-- Opening Marker --

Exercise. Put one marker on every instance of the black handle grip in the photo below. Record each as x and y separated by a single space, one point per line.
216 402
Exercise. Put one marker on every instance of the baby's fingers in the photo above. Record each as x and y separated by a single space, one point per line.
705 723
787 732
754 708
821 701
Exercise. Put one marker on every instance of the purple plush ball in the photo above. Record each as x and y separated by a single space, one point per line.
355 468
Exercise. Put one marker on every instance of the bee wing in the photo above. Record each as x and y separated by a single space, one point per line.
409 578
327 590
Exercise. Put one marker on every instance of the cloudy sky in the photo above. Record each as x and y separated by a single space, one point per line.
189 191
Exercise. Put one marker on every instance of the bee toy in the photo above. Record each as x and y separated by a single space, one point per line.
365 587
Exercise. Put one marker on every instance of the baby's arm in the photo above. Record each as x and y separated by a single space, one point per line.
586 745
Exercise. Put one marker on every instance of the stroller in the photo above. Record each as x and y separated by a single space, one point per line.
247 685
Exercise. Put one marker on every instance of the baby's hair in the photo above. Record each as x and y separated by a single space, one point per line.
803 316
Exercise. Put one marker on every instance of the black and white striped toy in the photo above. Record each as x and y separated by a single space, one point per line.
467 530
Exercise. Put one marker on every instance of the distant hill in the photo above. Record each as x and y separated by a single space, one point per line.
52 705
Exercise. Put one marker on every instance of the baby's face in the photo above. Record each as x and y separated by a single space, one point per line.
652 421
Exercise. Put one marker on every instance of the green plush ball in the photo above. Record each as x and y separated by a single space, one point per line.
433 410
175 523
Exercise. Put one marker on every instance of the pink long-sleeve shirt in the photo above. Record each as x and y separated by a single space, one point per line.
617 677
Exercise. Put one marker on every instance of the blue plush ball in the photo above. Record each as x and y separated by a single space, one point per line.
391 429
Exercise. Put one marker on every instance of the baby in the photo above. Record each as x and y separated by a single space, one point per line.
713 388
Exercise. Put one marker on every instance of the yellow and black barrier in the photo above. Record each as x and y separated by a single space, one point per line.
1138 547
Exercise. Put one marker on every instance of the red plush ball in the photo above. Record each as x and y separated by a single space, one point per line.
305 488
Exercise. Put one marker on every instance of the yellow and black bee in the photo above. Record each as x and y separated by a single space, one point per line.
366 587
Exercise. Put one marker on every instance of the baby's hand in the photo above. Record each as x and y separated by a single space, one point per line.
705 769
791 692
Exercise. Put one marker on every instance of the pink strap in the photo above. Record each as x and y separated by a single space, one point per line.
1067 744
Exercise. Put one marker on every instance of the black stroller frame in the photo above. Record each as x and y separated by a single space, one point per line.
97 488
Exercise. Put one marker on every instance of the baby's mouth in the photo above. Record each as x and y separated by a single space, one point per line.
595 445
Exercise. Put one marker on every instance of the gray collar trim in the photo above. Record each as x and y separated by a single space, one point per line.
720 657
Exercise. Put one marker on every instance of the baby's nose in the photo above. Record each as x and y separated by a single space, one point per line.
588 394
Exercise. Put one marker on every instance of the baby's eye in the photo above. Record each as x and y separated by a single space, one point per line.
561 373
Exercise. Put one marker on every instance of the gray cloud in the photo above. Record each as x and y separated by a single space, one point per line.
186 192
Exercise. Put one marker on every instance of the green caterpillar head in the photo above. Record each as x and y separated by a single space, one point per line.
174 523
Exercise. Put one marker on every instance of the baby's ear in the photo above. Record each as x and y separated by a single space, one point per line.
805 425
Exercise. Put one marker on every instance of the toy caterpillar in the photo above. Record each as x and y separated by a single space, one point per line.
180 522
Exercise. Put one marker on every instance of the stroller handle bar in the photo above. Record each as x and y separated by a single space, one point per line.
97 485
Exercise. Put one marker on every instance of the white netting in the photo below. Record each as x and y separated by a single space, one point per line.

-- Closing Marker --

*Exercise goal*
Every line of data must be returned unchanged.

*Answer below*
Exercise. Put one marker on every instance of the black handle grip in the photo below. Record each as x and y separated by a single space, one point per line.
216 402
Exercise. Put one marker on every instance of the baby's fingers in the photo above. Record each as x and y separated by a single space, one point per line.
705 723
787 732
754 708
821 701
Exercise. Put one marker on every instance of the purple plush ball in the photo above. Record each as x and y separated by a single space, one point per line.
355 468
Exercise. Put one marker on every instance of the bee wing in the photo above. Record each as x and y separated by a single space, one point per line.
409 578
327 590
Exercise. Put one marker on every instance of the cloudy sky in the photo above. Record each as x and y separated by a single space, one point per line.
189 191
Exercise. Put one marker on every instance of the bee toy in the photo above. Record each as x and y separated by a single space, one point per line.
365 587
Exercise. Put one marker on every instance of the baby's arm in the photo above. Record each as x and y separated by a single space, one point per line.
586 745
Exercise. Put one marker on every instance of the stroller in the photo above. Record each as x and y separated by a single space, one point per line.
247 685
Exercise. Put one marker on every instance of the baby's hair in the photo above. Record each as x and y separated by a single space, one point per line.
803 316
Exercise. Put one marker on every instance of the black and white striped toy in the photo above. Record each as x and y separated by a single space, one point per line.
467 530
Exercise. Put one marker on every instance of the distant hill in the photo above. Record each as x and y separated by a single space, one point per line.
52 705
Exercise. Put one marker on every instance of the baby's face in the photo above. Record each as x and y separated by a single space, one point per line.
652 421
Exercise. Put one marker on every instance of the green plush ball in the photo above. Record each as x and y separated by a single space, one point per line.
433 410
175 523
Exercise. Put one marker on every instance of the pink long-sleeve shirt in the photo above. Record each as x and y separated by a single space, one point per line.
617 677
Exercise. Put one marker on every instance of the blue plush ball in the photo above. Record each as x and y separated by a single space, one point per line.
391 429
Exercise. Put one marker on every instance of the baby in the photo above. Record each as x and y separated by a single space, one point per line.
713 388
Exercise. Put one marker on every instance of the yellow and black barrier in the photo above. Record each as x and y separated by a single space, one point per line.
1138 547
Exercise. Put one marker on every instance of the red plush ball in the photo above. Record each as x and y separated by a single space, one point per line.
305 488
Exercise. Put one marker on every instance of the yellow and black bee in the photo above. Record each as x and y separated by a single space, one point per line.
366 587
Exercise. Put one marker on every instance of the baby's hand in the photo above. Record each as x and y separated by a single space, one point per line.
705 769
791 692
Exercise. Put one marker on every instance of the pink strap in the photo above. Record each as x and y separated by a single space, one point per line.
1067 744
Exercise. Put one marker on every instance of the black stroller frame in the photo above. Record each as x and y separated by a single space, one point per line.
97 488
Exercise. Put one marker on every instance of the baby's mouth in the photo above. Record each as x and y separated by a single space, one point per line.
595 445
Exercise. Put one marker on every instance of the gray collar trim in the photo above. Record each as x and y separated by a single space, one point per line.
720 657
Exercise. Put one marker on every instance of the baby's nose in the photo above. Record each as x and y separated by a single space, one point per line.
588 394
Exercise. Put one marker on every instance of the baby's eye in the photo above. Record each as x and y separated by a single space, one point per line.
561 373
Exercise. Put one marker on every instance of the gray cloud in the photo above. Record each as x and y separated by a single space, one point per line.
186 192
Exercise. Put one marker on every instance of the green caterpillar head in the photo above. Record each as x and y separated by a single space, one point per line.
174 523
Exercise. Put one marker on every instance of the baby's ear in the photo above. Record each as x and y separated by a single space, one point per line.
805 425
Exercise. Put one marker on every instance of the toy caterpillar in the photo above. Record each as x and y separated by a single space, one point per line.
180 522
Exercise. Put one marker on every instance of the stroller handle bar in the photo above. Record each as x and y separated by a single space, one point per line.
97 485
Exercise. Put one marker on every instance of the white netting in the photo below. Record each as x and y separated by a single space, one point per line.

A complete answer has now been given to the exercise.